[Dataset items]
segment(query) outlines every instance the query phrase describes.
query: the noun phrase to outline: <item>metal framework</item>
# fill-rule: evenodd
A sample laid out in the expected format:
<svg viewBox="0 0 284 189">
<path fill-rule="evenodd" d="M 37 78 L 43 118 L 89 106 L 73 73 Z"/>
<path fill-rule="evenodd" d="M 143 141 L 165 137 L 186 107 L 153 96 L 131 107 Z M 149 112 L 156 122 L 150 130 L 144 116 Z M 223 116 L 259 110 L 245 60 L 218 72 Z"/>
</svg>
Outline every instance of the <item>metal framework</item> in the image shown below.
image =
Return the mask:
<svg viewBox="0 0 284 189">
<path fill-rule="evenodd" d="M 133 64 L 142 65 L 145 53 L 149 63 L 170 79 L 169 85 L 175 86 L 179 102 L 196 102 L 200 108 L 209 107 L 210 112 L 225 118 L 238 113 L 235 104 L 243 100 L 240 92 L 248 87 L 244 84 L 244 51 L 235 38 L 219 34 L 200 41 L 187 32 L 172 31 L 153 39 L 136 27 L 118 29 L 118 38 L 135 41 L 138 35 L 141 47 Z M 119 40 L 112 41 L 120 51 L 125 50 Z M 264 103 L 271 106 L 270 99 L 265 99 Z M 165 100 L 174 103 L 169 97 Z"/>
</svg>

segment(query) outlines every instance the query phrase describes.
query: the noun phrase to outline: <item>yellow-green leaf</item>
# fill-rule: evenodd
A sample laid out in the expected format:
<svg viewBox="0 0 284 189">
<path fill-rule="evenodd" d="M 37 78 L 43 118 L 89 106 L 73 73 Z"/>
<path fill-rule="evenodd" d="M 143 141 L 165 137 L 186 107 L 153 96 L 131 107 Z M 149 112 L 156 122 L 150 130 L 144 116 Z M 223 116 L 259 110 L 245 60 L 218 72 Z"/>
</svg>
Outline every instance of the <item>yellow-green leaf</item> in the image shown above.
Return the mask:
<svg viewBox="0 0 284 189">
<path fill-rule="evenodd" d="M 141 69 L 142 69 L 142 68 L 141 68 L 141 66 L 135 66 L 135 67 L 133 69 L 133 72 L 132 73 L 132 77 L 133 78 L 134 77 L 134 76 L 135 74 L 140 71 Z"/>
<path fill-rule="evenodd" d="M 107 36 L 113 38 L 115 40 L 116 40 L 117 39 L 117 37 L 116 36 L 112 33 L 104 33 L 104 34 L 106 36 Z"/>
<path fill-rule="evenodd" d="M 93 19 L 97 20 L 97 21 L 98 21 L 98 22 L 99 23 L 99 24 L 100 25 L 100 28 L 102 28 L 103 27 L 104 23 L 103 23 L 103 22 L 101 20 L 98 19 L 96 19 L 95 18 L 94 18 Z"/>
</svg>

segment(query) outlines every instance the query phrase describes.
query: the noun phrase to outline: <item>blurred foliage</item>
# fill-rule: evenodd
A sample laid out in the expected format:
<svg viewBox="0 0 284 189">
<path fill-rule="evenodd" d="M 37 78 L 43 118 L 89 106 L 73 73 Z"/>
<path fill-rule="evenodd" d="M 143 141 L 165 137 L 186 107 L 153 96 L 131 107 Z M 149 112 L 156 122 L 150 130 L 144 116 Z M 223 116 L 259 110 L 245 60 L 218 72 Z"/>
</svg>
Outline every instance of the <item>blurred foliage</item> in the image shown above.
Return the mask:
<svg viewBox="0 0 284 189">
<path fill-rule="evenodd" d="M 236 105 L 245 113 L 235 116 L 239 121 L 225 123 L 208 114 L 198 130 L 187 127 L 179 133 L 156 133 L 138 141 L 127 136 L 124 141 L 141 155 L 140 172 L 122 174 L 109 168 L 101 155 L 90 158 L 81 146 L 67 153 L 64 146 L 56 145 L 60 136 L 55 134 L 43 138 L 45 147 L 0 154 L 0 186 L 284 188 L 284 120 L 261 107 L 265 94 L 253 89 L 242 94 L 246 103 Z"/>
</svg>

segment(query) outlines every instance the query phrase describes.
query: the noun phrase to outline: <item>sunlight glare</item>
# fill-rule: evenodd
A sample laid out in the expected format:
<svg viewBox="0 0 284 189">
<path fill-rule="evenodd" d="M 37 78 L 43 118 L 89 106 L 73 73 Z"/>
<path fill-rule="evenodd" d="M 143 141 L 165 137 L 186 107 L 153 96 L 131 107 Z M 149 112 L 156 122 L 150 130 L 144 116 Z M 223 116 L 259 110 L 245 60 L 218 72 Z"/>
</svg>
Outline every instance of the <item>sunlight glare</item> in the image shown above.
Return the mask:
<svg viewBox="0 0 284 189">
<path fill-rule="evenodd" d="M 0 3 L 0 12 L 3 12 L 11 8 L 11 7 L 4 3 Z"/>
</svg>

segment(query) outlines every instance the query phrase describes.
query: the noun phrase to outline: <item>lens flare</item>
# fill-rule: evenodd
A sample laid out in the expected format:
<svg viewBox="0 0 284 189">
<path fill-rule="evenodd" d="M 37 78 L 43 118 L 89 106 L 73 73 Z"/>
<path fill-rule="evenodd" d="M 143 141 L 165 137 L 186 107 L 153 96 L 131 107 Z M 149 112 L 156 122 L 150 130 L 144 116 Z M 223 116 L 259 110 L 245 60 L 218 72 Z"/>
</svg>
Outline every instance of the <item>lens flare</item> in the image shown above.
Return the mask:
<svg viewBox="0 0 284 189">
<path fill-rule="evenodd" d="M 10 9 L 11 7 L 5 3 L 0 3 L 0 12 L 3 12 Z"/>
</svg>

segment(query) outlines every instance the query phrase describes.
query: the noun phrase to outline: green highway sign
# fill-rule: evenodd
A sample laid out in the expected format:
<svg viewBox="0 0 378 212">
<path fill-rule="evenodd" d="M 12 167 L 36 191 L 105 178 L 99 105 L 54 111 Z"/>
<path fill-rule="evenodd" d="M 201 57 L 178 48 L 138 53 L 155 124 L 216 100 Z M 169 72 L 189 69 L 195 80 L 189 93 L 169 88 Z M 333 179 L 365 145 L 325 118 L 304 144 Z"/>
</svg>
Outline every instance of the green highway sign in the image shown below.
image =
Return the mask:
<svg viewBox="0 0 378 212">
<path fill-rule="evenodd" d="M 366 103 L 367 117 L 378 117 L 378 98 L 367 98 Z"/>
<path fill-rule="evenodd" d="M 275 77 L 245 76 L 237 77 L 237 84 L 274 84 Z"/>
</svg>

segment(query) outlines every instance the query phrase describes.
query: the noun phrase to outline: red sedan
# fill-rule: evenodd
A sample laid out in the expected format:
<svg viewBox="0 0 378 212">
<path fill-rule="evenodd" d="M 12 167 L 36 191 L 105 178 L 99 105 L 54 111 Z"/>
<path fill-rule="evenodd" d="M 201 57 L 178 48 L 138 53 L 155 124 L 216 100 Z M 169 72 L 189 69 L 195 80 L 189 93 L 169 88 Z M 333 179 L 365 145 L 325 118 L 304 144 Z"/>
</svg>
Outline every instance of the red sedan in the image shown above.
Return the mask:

WORK REQUIRED: Give every line of the material again, exactly as it reads.

CORRECT RESPONSE:
segment(query) outlines every instance the query phrase describes.
query: the noun phrase to outline: <item>metal framework</item>
# fill-rule: evenodd
A sample laid out in the expected format:
<svg viewBox="0 0 284 189">
<path fill-rule="evenodd" d="M 37 78 L 43 118 L 89 106 L 73 73 Z"/>
<path fill-rule="evenodd" d="M 143 141 L 165 137 L 186 107 L 153 96 L 131 107 Z M 149 112 L 156 122 L 150 130 L 144 116 Z M 223 116 L 259 110 L 245 60 L 218 72 Z"/>
</svg>
Outline every instance of the <item>metal framework</item> in the image shown below.
image =
Return the mask:
<svg viewBox="0 0 284 189">
<path fill-rule="evenodd" d="M 133 64 L 142 65 L 145 53 L 149 63 L 170 79 L 169 85 L 175 86 L 179 102 L 196 102 L 200 108 L 209 107 L 210 112 L 225 118 L 238 113 L 235 104 L 243 100 L 240 92 L 248 87 L 244 84 L 244 51 L 235 38 L 219 34 L 200 41 L 187 32 L 172 31 L 153 39 L 136 27 L 118 29 L 118 38 L 135 41 L 138 35 L 141 47 Z M 119 40 L 112 41 L 120 51 L 125 50 Z M 264 103 L 271 106 L 270 99 L 265 99 Z M 165 100 L 174 103 L 169 97 Z"/>
</svg>

segment(query) outlines every instance the query phrase describes.
query: the noun phrase to outline: <item>yellow-green leaf</item>
# fill-rule: evenodd
A sample laid out in the expected format:
<svg viewBox="0 0 284 189">
<path fill-rule="evenodd" d="M 37 78 L 43 118 L 89 106 L 73 73 Z"/>
<path fill-rule="evenodd" d="M 143 141 L 165 137 L 186 107 L 153 96 L 131 107 Z M 149 112 L 156 122 L 150 130 L 144 116 Z M 223 116 L 259 110 L 245 60 L 218 72 Z"/>
</svg>
Outline every instance of the <item>yellow-green leaf</item> in the image shown above.
Return the mask:
<svg viewBox="0 0 284 189">
<path fill-rule="evenodd" d="M 141 69 L 142 69 L 142 68 L 141 68 L 141 66 L 135 66 L 135 67 L 133 69 L 133 72 L 132 73 L 132 77 L 133 78 L 134 77 L 134 76 L 135 74 L 140 71 Z"/>
<path fill-rule="evenodd" d="M 107 36 L 113 38 L 115 40 L 116 40 L 117 39 L 117 37 L 116 36 L 112 33 L 104 33 L 104 34 L 106 36 Z"/>
<path fill-rule="evenodd" d="M 93 19 L 97 20 L 97 21 L 98 21 L 98 22 L 99 23 L 99 24 L 100 25 L 100 28 L 102 28 L 103 27 L 104 23 L 103 23 L 103 22 L 101 20 L 98 19 L 96 19 L 95 18 L 94 18 Z"/>
</svg>

segment(query) outlines every instance the query phrase describes.
query: the noun phrase to outline: <item>blurred foliage</item>
# fill-rule: evenodd
A sample laid out in the expected format:
<svg viewBox="0 0 284 189">
<path fill-rule="evenodd" d="M 37 78 L 43 118 L 89 106 L 73 73 Z"/>
<path fill-rule="evenodd" d="M 143 141 L 165 137 L 186 107 L 153 96 L 131 107 Z M 149 112 L 156 122 L 150 130 L 144 116 Z M 223 116 L 259 110 L 245 60 L 218 72 Z"/>
</svg>
Outline every instance of the <item>blurred foliage</item> in the image shown above.
Return the mask:
<svg viewBox="0 0 284 189">
<path fill-rule="evenodd" d="M 236 105 L 245 113 L 235 116 L 239 121 L 225 123 L 208 114 L 198 130 L 187 127 L 179 133 L 156 133 L 138 141 L 127 136 L 124 141 L 141 155 L 140 172 L 122 174 L 109 168 L 101 155 L 90 158 L 81 146 L 67 153 L 64 146 L 56 145 L 60 136 L 55 134 L 43 138 L 45 147 L 0 154 L 0 186 L 284 188 L 284 120 L 261 107 L 265 94 L 253 89 L 242 94 L 246 103 Z"/>
</svg>

segment(query) outlines every instance the query phrase describes.
query: the noun phrase to outline: <item>sunlight glare</item>
# fill-rule: evenodd
A sample laid out in the expected format:
<svg viewBox="0 0 284 189">
<path fill-rule="evenodd" d="M 37 78 L 43 118 L 89 106 L 73 73 Z"/>
<path fill-rule="evenodd" d="M 143 141 L 165 137 L 186 107 L 153 96 L 131 107 Z M 149 112 L 156 122 L 150 130 L 144 116 Z M 223 116 L 259 110 L 245 60 L 218 72 Z"/>
</svg>
Outline every instance of the <item>sunlight glare</item> in the image shown above.
Return the mask:
<svg viewBox="0 0 284 189">
<path fill-rule="evenodd" d="M 0 3 L 0 12 L 3 12 L 11 8 L 11 7 L 4 3 Z"/>
</svg>

segment(query) outlines every instance the query phrase describes.
query: the noun phrase to outline: <item>lens flare</item>
# fill-rule: evenodd
A sample laid out in the expected format:
<svg viewBox="0 0 284 189">
<path fill-rule="evenodd" d="M 37 78 L 43 118 L 89 106 L 73 73 Z"/>
<path fill-rule="evenodd" d="M 143 141 L 165 137 L 186 107 L 153 96 L 131 107 Z M 149 112 L 156 122 L 150 130 L 144 116 Z M 223 116 L 259 110 L 245 60 L 218 72 Z"/>
</svg>
Outline every instance of the <item>lens flare</item> in the image shown above.
Return the mask:
<svg viewBox="0 0 284 189">
<path fill-rule="evenodd" d="M 10 9 L 11 7 L 5 3 L 0 3 L 0 12 L 3 12 Z"/>
</svg>

segment(query) outlines every instance the query phrase describes.
query: the noun phrase to outline: green highway sign
# fill-rule: evenodd
A sample laid out in the expected format:
<svg viewBox="0 0 378 212">
<path fill-rule="evenodd" d="M 12 167 L 36 191 L 105 178 L 99 105 L 54 111 Z"/>
<path fill-rule="evenodd" d="M 201 57 L 178 48 L 138 53 L 155 124 L 216 100 Z M 169 72 L 189 69 L 195 80 L 189 93 L 169 88 Z M 333 179 L 365 145 L 325 118 L 304 144 Z"/>
</svg>
Outline every instance of the green highway sign in the image shown below.
image =
Return the mask:
<svg viewBox="0 0 378 212">
<path fill-rule="evenodd" d="M 366 103 L 367 117 L 378 117 L 378 98 L 367 98 Z"/>
<path fill-rule="evenodd" d="M 275 77 L 245 76 L 237 77 L 237 84 L 274 84 Z"/>
</svg>

segment(query) outlines every instance the query phrase describes.
query: the noun phrase to outline: red sedan
# fill-rule: evenodd
A sample laid out in the expected format:
<svg viewBox="0 0 378 212">
<path fill-rule="evenodd" d="M 12 167 L 36 191 L 105 178 L 99 105 L 54 111 Z"/>
<path fill-rule="evenodd" d="M 201 57 L 178 48 L 138 53 L 155 124 L 216 100 Z M 169 72 L 189 69 L 195 80 L 189 93 L 169 88 Z M 333 179 L 365 145 L 325 118 L 304 144 Z"/>
</svg>
Outline every instance of the red sedan in the image shown above.
Return the mask:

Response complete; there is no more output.